## Teks untuk Dianalisis
Rocky Gerung: Korupsi di Kalsel Mungkin Seperti OTG

- Senin, 2 November 2020 | 11:49 WIB
DARI RUMAH: Denny Indrayana menjadi narasumber dalam webinar bertema
DARI RUMAH: Denny Indrayana menjadi narasumber dalam webinar bertema

AMUNTAI - Masalah korupsi dan oligarki tak habisnya dibicarakan. Di antara sejumlah persoalan mendasar yang dihadapi saat ini, dua hal tersebut menjadi akar dari rusaknya sistem pemerintahan. Sehingga tak mampu memberikan keadilan, serta kemakmuran bagi rakyat. 

Di tengah sosialisasi kepada masyarakat di Kabupaten Hulu Sungai Utara (HSU), Calon Gubernur Kalsel Denny Indrayana menjadi narasumber dalam webinar bertema "Kalsel di Tengah Pusaran Korupsi dan Cengkraman Oligarki Jilid-2"". Agenda ini digelar Integrity Law Firm, Jumat (30/10) malam.

Acara juga menghadirkan pengamat politik 'akal sehat' Rocky Gerung dan pakar hukum tata negara, Refly Harun. Sejak awal webinar berlangsung, berbagai analisa terkait korupsi dan oligarki di Kalsel menjadikan diskusi dipandu Tareq Elven ini berlangsung menarik.

Sebagai pembuka diskusi, Haji Denny, panggilan Denny Indrayana membuka paparan dari pernyataan mantan pimpinan Komisi Pemberantasan Korupsi (KPK) Bambang Widjojanto yang menyebut Kalsel peringkat nomor 1 untuk contoh terburuk korupsi sumber daya alam (SDA).

## Petunjuk Tugas
Ringkaslah berita di atas tentang webinar korupsi di Kalsel dalam dua kalimat.

(Catatan data)
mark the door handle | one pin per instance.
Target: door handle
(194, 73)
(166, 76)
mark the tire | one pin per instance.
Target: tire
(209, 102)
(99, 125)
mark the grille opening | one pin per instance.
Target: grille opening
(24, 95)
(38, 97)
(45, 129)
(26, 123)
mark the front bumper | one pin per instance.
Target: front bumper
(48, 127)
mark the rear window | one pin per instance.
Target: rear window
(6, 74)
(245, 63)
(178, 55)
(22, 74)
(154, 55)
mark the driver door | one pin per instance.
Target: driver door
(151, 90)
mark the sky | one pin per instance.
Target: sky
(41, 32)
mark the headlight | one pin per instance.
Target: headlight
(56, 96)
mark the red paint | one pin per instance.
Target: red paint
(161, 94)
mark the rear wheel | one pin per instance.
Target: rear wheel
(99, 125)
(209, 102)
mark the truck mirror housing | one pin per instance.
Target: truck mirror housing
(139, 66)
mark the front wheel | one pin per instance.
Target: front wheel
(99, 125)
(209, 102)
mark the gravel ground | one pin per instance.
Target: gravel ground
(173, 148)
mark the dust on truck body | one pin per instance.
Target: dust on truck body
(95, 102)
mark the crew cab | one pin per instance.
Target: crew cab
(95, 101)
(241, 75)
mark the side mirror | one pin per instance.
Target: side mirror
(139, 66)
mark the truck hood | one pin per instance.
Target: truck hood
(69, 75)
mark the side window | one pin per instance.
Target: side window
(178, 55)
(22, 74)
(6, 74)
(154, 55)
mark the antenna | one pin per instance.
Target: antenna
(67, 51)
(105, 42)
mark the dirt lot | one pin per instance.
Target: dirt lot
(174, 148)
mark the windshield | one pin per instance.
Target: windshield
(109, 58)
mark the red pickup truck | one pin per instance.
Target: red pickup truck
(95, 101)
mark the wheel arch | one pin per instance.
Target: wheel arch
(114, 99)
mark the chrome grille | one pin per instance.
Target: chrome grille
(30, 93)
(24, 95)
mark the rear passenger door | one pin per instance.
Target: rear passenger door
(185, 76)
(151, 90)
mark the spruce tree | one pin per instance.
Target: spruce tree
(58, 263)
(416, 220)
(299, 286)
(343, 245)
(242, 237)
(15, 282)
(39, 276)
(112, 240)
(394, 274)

## Jawaban yang Diharapkan
Calon Gubernur Kalsel Denny Indrayana menjadi narasumber dalam webinar bertema "Kalsel di Tengah Pusaran Korupsi dan Cengkraman Oligarki Jilid-2" yang digelar Integrity Law Firm pada Jumat (30/10) malam, bersama Rocky Gerung dan Refly Harun. Sebagai pembuka, Denny mengutip pernyataan mantan pimpinan KPK Bambang Widjojanto yang menyebut Kalsel peringkat nomor 1 untuk contoh terburuk korupsi sumber daya alam.